WHAT TO PRODUCE ->
Omitting all images, set down every line below exactly as it appears.

Stored items:
════════════════════

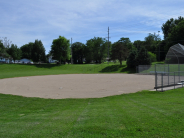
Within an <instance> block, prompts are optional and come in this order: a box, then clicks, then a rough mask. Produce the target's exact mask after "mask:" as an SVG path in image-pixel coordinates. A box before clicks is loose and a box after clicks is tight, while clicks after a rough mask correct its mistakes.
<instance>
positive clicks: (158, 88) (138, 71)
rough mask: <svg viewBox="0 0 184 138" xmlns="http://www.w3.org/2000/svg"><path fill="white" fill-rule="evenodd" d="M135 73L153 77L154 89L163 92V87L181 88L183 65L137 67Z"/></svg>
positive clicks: (159, 64) (172, 64) (143, 66)
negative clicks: (153, 76) (154, 77)
mask: <svg viewBox="0 0 184 138" xmlns="http://www.w3.org/2000/svg"><path fill="white" fill-rule="evenodd" d="M136 70H137V73H139V74H147V75H149V74H150V75H155V87H154V88H155V89H156V90H157V89H161V91H163V90H164V88H165V87H169V86H173V87H174V88H175V87H176V86H177V87H178V86H181V87H183V83H184V64H155V65H139V66H137V68H136Z"/></svg>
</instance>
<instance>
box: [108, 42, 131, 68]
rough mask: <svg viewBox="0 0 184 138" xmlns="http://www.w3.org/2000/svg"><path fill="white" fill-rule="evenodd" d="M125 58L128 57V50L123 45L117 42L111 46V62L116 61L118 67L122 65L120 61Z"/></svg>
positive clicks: (122, 59)
mask: <svg viewBox="0 0 184 138" xmlns="http://www.w3.org/2000/svg"><path fill="white" fill-rule="evenodd" d="M127 57H128V48H127V47H126V46H125V44H124V43H121V42H119V41H118V42H115V43H114V44H112V49H111V60H116V59H118V60H119V62H120V65H122V61H123V60H125V59H126V58H127Z"/></svg>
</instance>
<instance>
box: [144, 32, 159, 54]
mask: <svg viewBox="0 0 184 138" xmlns="http://www.w3.org/2000/svg"><path fill="white" fill-rule="evenodd" d="M144 40H145V42H144V46H145V48H146V49H147V50H148V51H150V52H152V53H156V49H157V45H158V43H159V42H160V41H161V39H160V37H159V35H157V34H156V33H154V34H151V33H149V34H148V36H147V37H145V38H144Z"/></svg>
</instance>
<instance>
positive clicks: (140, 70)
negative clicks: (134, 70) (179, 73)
mask: <svg viewBox="0 0 184 138" xmlns="http://www.w3.org/2000/svg"><path fill="white" fill-rule="evenodd" d="M176 71H184V64H155V65H139V66H137V67H136V72H137V73H139V74H155V72H158V73H162V72H163V73H164V72H176Z"/></svg>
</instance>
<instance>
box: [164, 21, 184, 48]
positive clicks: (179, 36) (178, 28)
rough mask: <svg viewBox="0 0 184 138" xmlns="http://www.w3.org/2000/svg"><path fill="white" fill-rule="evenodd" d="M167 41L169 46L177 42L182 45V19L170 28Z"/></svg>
mask: <svg viewBox="0 0 184 138" xmlns="http://www.w3.org/2000/svg"><path fill="white" fill-rule="evenodd" d="M168 42H169V44H170V46H172V45H174V44H177V43H180V44H182V45H184V20H183V21H181V22H179V23H178V24H177V25H176V26H174V27H173V28H172V31H171V32H170V33H169V36H168Z"/></svg>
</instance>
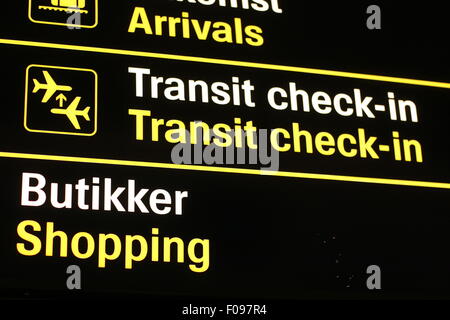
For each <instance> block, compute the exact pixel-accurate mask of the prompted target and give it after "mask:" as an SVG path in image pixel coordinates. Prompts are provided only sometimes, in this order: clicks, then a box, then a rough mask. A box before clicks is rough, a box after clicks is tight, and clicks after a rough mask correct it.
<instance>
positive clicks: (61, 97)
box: [56, 93, 67, 108]
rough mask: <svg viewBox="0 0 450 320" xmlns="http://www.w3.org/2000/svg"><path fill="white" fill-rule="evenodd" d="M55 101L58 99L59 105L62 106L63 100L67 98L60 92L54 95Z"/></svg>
mask: <svg viewBox="0 0 450 320" xmlns="http://www.w3.org/2000/svg"><path fill="white" fill-rule="evenodd" d="M56 101H59V107H60V108H62V107H63V106H64V101H67V98H66V96H65V95H63V94H62V93H60V94H59V96H57V97H56Z"/></svg>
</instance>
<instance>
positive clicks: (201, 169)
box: [0, 152, 450, 189]
mask: <svg viewBox="0 0 450 320" xmlns="http://www.w3.org/2000/svg"><path fill="white" fill-rule="evenodd" d="M0 158H13V159H32V160H48V161H58V162H74V163H89V164H103V165H115V166H129V167H146V168H163V169H178V170H190V171H203V172H217V173H234V174H245V175H266V176H276V177H287V178H300V179H314V180H328V181H343V182H360V183H372V184H383V185H395V186H409V187H423V188H436V189H450V183H441V182H427V181H415V180H398V179H382V178H368V177H354V176H341V175H332V174H316V173H302V172H287V171H266V170H256V169H243V168H230V167H210V166H201V165H184V164H172V163H159V162H147V161H132V160H114V159H100V158H85V157H71V156H59V155H45V154H30V153H15V152H0Z"/></svg>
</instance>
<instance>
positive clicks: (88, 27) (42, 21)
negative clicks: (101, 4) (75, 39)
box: [28, 0, 98, 29]
mask: <svg viewBox="0 0 450 320" xmlns="http://www.w3.org/2000/svg"><path fill="white" fill-rule="evenodd" d="M94 1H95V22H94V24H93V25H83V24H80V25H78V24H68V23H62V22H51V21H44V20H35V19H33V17H32V15H31V11H32V3H33V0H29V1H28V19H30V21H31V22H33V23H40V24H50V25H54V26H65V27H74V28H86V29H93V28H95V27H96V26H97V25H98V0H94Z"/></svg>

════════════════════

EXERCISE ANSWER ->
Within an <instance> block, prompts are optional and come in this order: a box, then clicks, then a rough mask. Produce the target's exact mask after "mask:" as an SVG path in image-pixel coordinates. A box before clicks is loose and a box after clicks is tight, while clicks after a rough mask correct its mistakes.
<instance>
positive clicks: (158, 88) (138, 71)
rough mask: <svg viewBox="0 0 184 138" xmlns="http://www.w3.org/2000/svg"><path fill="white" fill-rule="evenodd" d="M135 73L153 77L154 89L163 92V87L181 88L183 65L137 67Z"/></svg>
positive clicks: (159, 64) (172, 64) (143, 66)
negative clicks: (153, 76) (154, 77)
mask: <svg viewBox="0 0 184 138" xmlns="http://www.w3.org/2000/svg"><path fill="white" fill-rule="evenodd" d="M136 70H137V73H139V74H147V75H149V74H150V75H155V87H154V88H155V89H156V90H157V89H161V91H163V90H164V88H165V87H169V86H173V87H174V88H175V87H176V86H177V87H178V86H181V87H183V83H184V64H155V65H139V66H137V68H136Z"/></svg>
</instance>
<instance>
box: [108, 42, 131, 68]
rough mask: <svg viewBox="0 0 184 138" xmlns="http://www.w3.org/2000/svg"><path fill="white" fill-rule="evenodd" d="M125 58L128 57V50L123 45L117 42L111 46V62L116 61L118 67L122 65L120 61Z"/></svg>
positive clicks: (122, 59)
mask: <svg viewBox="0 0 184 138" xmlns="http://www.w3.org/2000/svg"><path fill="white" fill-rule="evenodd" d="M127 57H128V48H127V47H126V46H125V44H124V43H121V42H119V41H118V42H115V43H114V44H112V49H111V60H116V59H118V60H119V62H120V65H122V61H123V60H125V59H126V58H127Z"/></svg>
</instance>
<instance>
box: [144, 32, 159, 54]
mask: <svg viewBox="0 0 184 138" xmlns="http://www.w3.org/2000/svg"><path fill="white" fill-rule="evenodd" d="M144 40H145V42H144V46H145V48H146V49H147V50H148V51H150V52H152V53H156V49H157V45H158V43H159V42H160V41H161V39H160V37H159V35H157V34H156V33H154V34H151V33H149V34H148V36H147V37H145V38H144Z"/></svg>
</instance>
<instance>
positive clicks: (140, 70)
negative clicks: (134, 70) (179, 73)
mask: <svg viewBox="0 0 184 138" xmlns="http://www.w3.org/2000/svg"><path fill="white" fill-rule="evenodd" d="M176 71H184V64H155V65H139V66H137V67H136V72H137V73H139V74H155V72H158V73H162V72H163V73H164V72H176Z"/></svg>
</instance>
<instance>
box: [164, 21, 184, 48]
positive clicks: (179, 36) (178, 28)
rough mask: <svg viewBox="0 0 184 138" xmlns="http://www.w3.org/2000/svg"><path fill="white" fill-rule="evenodd" d="M167 41L169 46L177 42L182 45V19L170 28Z"/></svg>
mask: <svg viewBox="0 0 184 138" xmlns="http://www.w3.org/2000/svg"><path fill="white" fill-rule="evenodd" d="M168 42H169V44H170V46H172V45H174V44H177V43H180V44H182V45H184V20H183V21H181V22H179V23H178V24H177V25H176V26H174V27H173V28H172V31H171V32H170V33H169V36H168Z"/></svg>
</instance>
For each <instance> block, compute the exact pixel-accurate mask of the prompted target and give it after "mask:" as an SVG path in image pixel coordinates. Prompts are provided only sometimes, in this order: clicks, then a box, then a rough mask. A box before clicks is rough, a box after clicks is tight, and clicks after a rough mask correct it.
<instance>
positive clicks: (61, 97)
box: [56, 93, 67, 108]
rough mask: <svg viewBox="0 0 450 320" xmlns="http://www.w3.org/2000/svg"><path fill="white" fill-rule="evenodd" d="M55 101L58 99L59 105L62 106L63 100L67 98L60 92L54 95Z"/></svg>
mask: <svg viewBox="0 0 450 320" xmlns="http://www.w3.org/2000/svg"><path fill="white" fill-rule="evenodd" d="M56 101H59V107H60V108H62V107H63V106H64V101H67V98H66V96H65V95H63V94H62V93H60V94H59V96H57V97H56Z"/></svg>
</instance>
<instance>
positive clicks: (201, 169)
box: [0, 152, 450, 189]
mask: <svg viewBox="0 0 450 320" xmlns="http://www.w3.org/2000/svg"><path fill="white" fill-rule="evenodd" d="M0 158H13V159H32V160H48V161H58V162H74V163H89V164H103V165H115V166H129V167H146V168H163V169H178V170H190V171H203V172H217V173H234V174H245V175H266V176H276V177H287V178H300V179H314V180H328V181H343V182H360V183H372V184H383V185H395V186H409V187H423V188H436V189H450V183H441V182H427V181H415V180H398V179H382V178H368V177H354V176H341V175H332V174H316V173H302V172H287V171H266V170H256V169H243V168H230V167H210V166H201V165H184V164H172V163H159V162H147V161H132V160H114V159H100V158H85V157H71V156H59V155H45V154H30V153H15V152H0Z"/></svg>
</instance>
<instance>
positive clicks: (88, 27) (42, 21)
negative clicks: (101, 4) (75, 39)
box: [28, 0, 98, 29]
mask: <svg viewBox="0 0 450 320" xmlns="http://www.w3.org/2000/svg"><path fill="white" fill-rule="evenodd" d="M94 1H95V22H94V24H93V25H83V24H80V25H78V24H68V23H62V22H51V21H44V20H35V19H33V17H32V15H31V11H32V3H33V0H29V1H28V19H30V21H31V22H33V23H40V24H50V25H54V26H65V27H74V28H86V29H93V28H95V27H96V26H97V25H98V0H94Z"/></svg>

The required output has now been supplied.